Before Flying Back to the Earth, that has received a Directors Guild of America Award in 2007, is a gracefully expressive journey into the lives of children living with leukemia at a pediatric hospital in Vilnius, Lithuania. The children enter into an alien world, bereft of color and warmth, but populated with kind strangers. Their new toys are invented out of stainless steel, and new friendships are formed in the crucible of the cancer ward. Inured to the routine of daily medication and meals that alternate between porridge and cabbage soup, the children dream of life beyond the clinic’s thick cement walls while their parents bear the burden of uncertainty about their children’s fate.
Arunas Matelis is a representative of the new generation of Lithuanian filmmakers. The first Arunas’ doc “Ten Minutes Before the Flight of Icarus” (1990) received numerous awards.
Films directed by Arunas Matelis were awarded or screened in many world wide film festivals like:; Cannes (“Directors’ fortnight” and “Critics’ Week”), Rotterdam, Torino, San Paulo , Oberhauzen, Amsterdam / IDFA , Leipzig and others.
A.Matelis directed nine short documentaries prior to Before Flying Back to the Earth, his first feature doc. Before Flying Back to the Earth became one of the very few films in the world, which received 10 awards within less than one year of it’s first screening and among them most important in European documentary field like : “Silver Wolf” – International Documentary Festival Amsterdam / IDFA 2005; “Golden Dove” – International Leipzig Festival 2005; European Film Academy nomination for “The Best European Doc 2005” even before of official premier of the film; The Best Lithuanian Film 2005; Honorable mention of jury – SILVERDOCS (Silver Spring) 2006 ; Spirit award for DOC – international Brooklyn film festival 2006; „Big Stamp Award” main award in Zagreb DOX 2006; First Prize –main award – Documenta Madrid 2006; Lithuanian National Culture and Art Award; Grand Prix – Parnu international documentary festival .
Bijan Tehrani: For making the Flying Back to the Earth you went back to the children hospital that your daughter was hospitalized for Leukemia. How difficult was it to go back there? Most of the people even if like your daughter’s case, their loved one is cured, never want to witness the same experience they had again.
Arunas Matelis: I do not have a simple answer to this. On one hand, of course, it is difficult there and people avoid such confrontation, but on the other hand, my family‘s experience in this hospital left a most significant mark in me. Here, as nowhere else, you realize how strong and powerful a man can be, how big love is and how close the God sometimes is. Besides, we never really separated from the hospital; after completing the treatment here we still need to come here for several years to have tests. Besides, we became members of a charity organization, which is established here. I clearly felt and understood that telling about my experience in the hospital is my duty and my privilege.

Recorded information:

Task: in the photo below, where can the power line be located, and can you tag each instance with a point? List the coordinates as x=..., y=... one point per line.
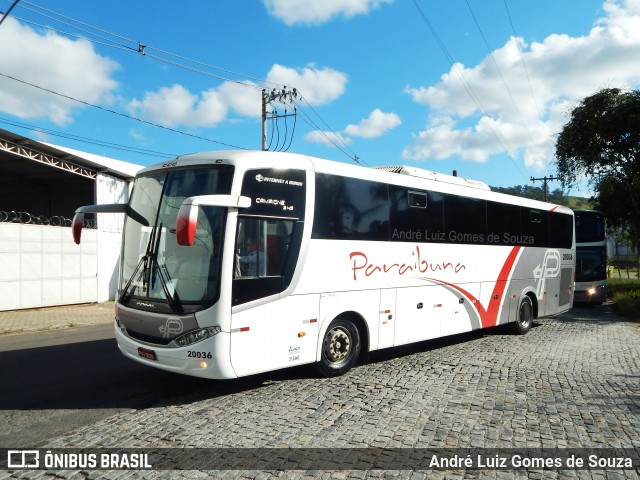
x=8, y=11
x=466, y=86
x=504, y=82
x=91, y=141
x=143, y=49
x=524, y=66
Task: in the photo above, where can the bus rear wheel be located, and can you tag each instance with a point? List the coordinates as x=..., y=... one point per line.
x=524, y=322
x=340, y=348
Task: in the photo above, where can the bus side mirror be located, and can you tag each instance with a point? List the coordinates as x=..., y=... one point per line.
x=186, y=224
x=78, y=219
x=187, y=220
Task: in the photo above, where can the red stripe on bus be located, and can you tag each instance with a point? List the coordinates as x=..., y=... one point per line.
x=489, y=316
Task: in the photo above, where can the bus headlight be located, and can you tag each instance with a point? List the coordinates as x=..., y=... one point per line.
x=195, y=336
x=120, y=325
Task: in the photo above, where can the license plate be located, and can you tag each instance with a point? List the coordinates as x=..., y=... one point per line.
x=146, y=353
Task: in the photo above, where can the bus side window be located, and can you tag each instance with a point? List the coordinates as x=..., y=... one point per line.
x=261, y=257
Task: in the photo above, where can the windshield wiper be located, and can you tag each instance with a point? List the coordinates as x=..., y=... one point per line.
x=173, y=301
x=133, y=275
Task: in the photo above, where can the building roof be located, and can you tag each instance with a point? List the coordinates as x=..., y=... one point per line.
x=64, y=158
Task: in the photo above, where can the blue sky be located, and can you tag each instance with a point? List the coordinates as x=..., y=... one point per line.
x=478, y=86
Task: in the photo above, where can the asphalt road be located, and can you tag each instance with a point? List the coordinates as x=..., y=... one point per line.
x=55, y=381
x=571, y=382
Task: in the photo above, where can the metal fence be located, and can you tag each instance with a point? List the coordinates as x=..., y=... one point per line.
x=54, y=221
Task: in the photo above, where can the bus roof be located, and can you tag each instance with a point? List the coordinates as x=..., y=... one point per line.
x=412, y=177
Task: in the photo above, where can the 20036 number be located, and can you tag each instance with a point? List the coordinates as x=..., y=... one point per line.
x=192, y=354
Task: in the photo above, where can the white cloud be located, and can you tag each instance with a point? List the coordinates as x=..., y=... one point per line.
x=562, y=70
x=330, y=139
x=318, y=86
x=373, y=126
x=53, y=62
x=292, y=12
x=174, y=106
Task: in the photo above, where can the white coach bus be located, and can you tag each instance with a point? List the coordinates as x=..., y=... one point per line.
x=235, y=263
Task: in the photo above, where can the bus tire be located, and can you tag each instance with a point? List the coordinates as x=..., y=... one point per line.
x=524, y=320
x=340, y=348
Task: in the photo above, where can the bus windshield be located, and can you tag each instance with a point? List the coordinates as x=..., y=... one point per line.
x=154, y=267
x=589, y=226
x=591, y=263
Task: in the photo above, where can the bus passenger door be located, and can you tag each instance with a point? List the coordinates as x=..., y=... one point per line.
x=418, y=314
x=387, y=322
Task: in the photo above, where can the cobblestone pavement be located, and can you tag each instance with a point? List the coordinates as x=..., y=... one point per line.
x=569, y=383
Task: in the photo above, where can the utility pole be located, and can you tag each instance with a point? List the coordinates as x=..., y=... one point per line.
x=282, y=96
x=545, y=180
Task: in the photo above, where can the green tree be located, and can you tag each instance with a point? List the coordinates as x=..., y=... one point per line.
x=601, y=142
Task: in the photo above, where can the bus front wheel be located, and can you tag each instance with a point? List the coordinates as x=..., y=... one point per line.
x=524, y=322
x=340, y=348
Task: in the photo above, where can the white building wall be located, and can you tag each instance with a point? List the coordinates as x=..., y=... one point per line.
x=41, y=266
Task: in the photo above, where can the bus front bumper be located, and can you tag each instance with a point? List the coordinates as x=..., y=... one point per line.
x=206, y=359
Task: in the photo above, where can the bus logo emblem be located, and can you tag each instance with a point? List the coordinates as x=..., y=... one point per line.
x=173, y=326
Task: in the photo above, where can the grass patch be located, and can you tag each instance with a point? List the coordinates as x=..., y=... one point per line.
x=625, y=294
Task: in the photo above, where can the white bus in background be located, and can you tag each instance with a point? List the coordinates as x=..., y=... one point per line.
x=591, y=257
x=347, y=260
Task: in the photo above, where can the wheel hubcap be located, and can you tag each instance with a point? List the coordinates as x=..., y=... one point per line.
x=337, y=345
x=525, y=315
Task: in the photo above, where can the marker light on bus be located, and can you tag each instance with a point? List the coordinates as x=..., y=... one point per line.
x=188, y=214
x=195, y=336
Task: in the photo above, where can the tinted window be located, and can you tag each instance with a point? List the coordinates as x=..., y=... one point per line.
x=274, y=192
x=350, y=209
x=589, y=226
x=503, y=223
x=465, y=219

Assigned task 1:
In the text about the documentary Before Flying Back to the Earth, in which city is the pediatric hospital the film follows located?
Assigned task 2:
Which film festivals are listed in the sentence of the text about Before Flying Back to the Earth that begins "Films directed by Arunas Matelis were awarded or screened"?

Answer 1:
Vilnius, Lithuania.

Answer 2:
- Cannes ("Directors' fortnight" and "Critics' Week")
- Rotterdam
- Torino
- San Paulo
- Oberhauzen
- Amsterdam / IDFA
- Leipzig